Referring expression data:
....

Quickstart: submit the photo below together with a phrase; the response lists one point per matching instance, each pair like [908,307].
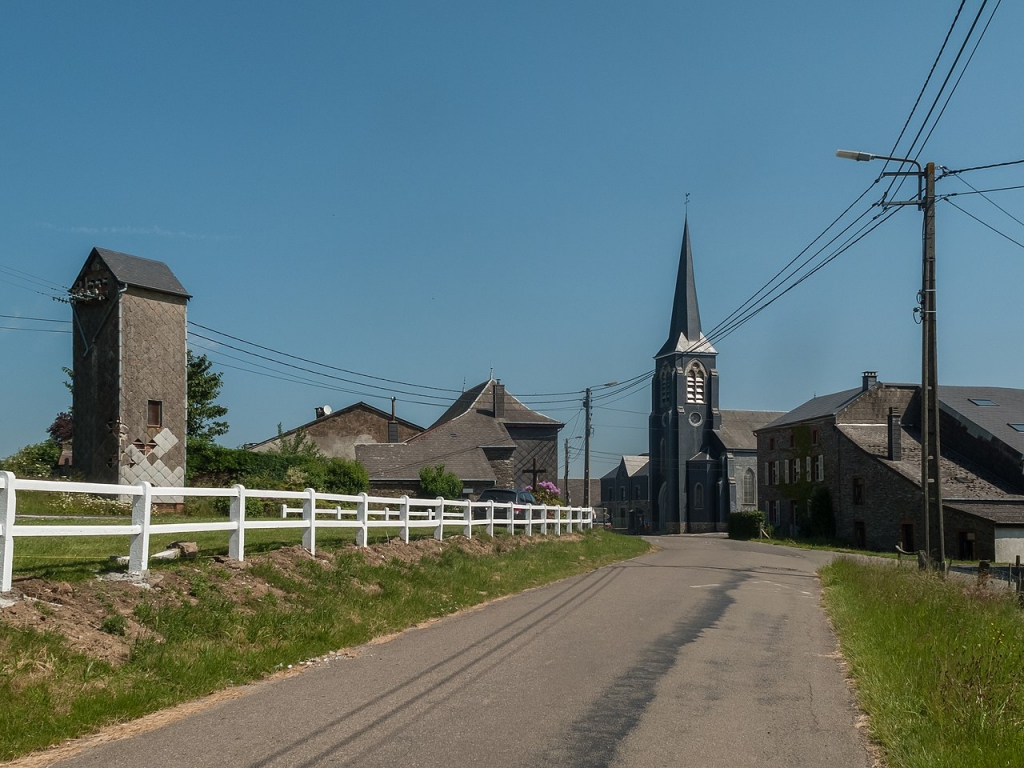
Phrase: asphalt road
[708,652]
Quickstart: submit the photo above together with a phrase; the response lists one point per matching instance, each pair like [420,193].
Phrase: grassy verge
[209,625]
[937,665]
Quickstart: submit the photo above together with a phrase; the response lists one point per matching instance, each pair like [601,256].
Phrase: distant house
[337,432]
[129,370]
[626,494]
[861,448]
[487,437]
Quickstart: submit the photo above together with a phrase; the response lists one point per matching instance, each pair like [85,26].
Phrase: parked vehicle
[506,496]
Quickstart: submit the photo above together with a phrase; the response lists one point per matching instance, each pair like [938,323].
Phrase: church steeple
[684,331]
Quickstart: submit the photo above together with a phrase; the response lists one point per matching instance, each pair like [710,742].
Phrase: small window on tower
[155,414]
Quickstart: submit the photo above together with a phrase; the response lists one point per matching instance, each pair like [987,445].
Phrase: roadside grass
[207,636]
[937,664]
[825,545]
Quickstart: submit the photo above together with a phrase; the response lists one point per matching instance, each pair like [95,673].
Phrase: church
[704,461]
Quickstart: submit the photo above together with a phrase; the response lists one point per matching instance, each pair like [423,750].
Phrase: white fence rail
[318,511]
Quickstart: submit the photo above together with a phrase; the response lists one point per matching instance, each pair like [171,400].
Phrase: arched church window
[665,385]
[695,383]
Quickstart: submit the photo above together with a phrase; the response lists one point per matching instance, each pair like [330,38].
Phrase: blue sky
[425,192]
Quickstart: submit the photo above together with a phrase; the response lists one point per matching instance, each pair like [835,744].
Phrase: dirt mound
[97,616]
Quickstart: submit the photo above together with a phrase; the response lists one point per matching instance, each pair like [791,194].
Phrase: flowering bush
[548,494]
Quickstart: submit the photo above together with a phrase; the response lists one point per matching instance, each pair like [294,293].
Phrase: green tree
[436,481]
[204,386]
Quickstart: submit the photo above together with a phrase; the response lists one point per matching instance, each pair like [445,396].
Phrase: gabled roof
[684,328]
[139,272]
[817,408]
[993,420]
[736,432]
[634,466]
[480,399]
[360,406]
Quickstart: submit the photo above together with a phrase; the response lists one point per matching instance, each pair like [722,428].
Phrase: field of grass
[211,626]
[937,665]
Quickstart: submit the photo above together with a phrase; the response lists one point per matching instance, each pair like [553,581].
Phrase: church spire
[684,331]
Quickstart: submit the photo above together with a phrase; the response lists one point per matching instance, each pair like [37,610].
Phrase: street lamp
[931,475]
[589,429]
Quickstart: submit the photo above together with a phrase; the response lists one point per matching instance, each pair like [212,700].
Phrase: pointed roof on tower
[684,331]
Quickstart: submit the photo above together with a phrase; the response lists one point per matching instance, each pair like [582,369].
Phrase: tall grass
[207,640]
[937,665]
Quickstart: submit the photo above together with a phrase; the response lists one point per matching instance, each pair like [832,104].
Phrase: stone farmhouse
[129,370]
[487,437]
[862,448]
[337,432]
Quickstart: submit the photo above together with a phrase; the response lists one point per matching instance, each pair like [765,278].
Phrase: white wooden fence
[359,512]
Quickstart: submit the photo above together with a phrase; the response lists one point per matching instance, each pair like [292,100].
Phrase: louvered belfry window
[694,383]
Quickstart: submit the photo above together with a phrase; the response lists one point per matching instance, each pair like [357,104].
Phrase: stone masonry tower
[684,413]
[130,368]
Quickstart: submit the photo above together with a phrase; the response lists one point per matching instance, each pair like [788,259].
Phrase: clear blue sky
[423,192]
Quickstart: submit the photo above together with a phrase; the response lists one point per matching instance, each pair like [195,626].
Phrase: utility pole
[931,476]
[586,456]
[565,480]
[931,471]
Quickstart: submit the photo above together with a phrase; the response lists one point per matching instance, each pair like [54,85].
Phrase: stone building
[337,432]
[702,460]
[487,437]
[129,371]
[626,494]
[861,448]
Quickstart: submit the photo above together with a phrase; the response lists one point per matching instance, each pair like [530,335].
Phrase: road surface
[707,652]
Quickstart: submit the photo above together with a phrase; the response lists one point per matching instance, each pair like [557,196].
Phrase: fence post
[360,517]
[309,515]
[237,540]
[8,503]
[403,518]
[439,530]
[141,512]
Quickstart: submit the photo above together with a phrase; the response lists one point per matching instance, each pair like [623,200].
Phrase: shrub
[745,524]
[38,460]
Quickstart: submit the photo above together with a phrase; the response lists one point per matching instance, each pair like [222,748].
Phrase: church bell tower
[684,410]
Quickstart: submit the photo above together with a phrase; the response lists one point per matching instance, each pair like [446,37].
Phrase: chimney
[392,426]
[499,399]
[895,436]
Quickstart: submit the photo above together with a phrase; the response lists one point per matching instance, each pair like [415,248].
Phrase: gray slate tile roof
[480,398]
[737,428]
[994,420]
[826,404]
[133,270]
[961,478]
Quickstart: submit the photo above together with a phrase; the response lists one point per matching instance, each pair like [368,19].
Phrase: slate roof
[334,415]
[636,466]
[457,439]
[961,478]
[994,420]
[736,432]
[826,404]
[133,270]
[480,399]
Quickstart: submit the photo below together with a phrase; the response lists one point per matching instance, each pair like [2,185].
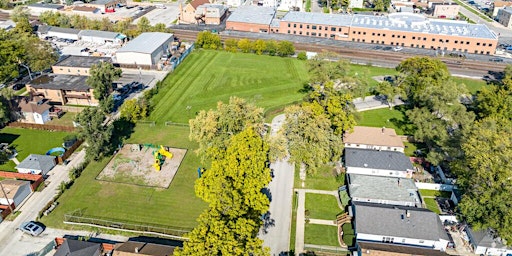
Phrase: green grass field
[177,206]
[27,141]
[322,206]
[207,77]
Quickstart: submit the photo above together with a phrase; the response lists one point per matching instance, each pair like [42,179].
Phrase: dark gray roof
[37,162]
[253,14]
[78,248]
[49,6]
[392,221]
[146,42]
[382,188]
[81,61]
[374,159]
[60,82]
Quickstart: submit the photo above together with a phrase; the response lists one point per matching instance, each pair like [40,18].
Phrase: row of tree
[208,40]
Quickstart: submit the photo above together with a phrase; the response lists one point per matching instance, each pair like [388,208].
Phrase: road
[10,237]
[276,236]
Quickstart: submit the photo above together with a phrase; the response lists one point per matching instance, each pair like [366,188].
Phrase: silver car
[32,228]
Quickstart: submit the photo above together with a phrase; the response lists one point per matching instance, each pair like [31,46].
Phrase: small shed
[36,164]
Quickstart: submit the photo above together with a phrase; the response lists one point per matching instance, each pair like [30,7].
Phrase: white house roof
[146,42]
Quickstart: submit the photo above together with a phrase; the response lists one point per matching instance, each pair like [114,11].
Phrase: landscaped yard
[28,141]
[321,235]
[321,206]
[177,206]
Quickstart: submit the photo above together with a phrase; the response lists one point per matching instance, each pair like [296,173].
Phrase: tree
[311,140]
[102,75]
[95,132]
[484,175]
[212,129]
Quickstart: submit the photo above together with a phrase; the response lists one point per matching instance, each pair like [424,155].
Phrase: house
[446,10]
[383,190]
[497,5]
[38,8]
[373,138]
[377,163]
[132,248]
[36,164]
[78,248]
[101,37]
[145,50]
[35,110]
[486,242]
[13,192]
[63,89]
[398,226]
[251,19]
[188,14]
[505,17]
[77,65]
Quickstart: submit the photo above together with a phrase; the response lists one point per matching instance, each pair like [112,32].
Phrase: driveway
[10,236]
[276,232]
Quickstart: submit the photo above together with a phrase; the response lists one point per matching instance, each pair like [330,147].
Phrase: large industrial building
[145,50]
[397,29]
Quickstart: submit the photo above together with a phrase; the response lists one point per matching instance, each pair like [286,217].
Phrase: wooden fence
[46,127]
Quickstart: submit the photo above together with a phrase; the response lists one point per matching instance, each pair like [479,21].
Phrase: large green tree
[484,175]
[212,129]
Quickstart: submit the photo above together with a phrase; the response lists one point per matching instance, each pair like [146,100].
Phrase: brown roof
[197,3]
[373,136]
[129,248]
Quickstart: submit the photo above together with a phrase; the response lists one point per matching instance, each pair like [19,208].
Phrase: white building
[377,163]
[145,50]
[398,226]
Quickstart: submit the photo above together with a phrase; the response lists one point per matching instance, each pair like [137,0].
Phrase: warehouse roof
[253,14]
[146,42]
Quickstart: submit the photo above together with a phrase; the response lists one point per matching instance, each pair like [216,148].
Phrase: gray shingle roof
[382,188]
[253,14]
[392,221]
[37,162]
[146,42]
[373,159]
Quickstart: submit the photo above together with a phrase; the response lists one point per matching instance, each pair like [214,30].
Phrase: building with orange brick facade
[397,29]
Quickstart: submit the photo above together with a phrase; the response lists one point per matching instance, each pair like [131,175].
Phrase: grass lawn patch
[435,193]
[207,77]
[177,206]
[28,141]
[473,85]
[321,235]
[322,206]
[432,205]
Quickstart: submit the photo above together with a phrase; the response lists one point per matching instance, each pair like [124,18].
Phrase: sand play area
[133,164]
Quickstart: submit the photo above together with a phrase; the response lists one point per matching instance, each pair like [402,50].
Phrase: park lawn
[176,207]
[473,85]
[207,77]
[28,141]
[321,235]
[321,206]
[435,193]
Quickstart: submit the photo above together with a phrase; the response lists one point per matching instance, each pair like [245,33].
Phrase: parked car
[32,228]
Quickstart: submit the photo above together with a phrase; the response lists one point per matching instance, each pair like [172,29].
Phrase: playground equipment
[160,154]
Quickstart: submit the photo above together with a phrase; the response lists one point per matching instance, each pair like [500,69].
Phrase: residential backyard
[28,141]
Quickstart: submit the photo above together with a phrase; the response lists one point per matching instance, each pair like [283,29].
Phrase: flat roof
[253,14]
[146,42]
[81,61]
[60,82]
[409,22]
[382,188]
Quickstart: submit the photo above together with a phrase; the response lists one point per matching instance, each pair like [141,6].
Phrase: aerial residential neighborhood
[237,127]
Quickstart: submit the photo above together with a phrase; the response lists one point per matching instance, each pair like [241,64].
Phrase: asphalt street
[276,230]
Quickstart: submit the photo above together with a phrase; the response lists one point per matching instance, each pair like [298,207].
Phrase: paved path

....

[Work item]: Scan the data above and copy every line with "below" in it.

[Reply]:
Quickstart: submit the photo below together with a phrase; the response lists one point per matching instance, each pair like [908,307].
Quickstart: submit the photo below together with a phrase; the response lists one point per matching instance, each pair like [2,185].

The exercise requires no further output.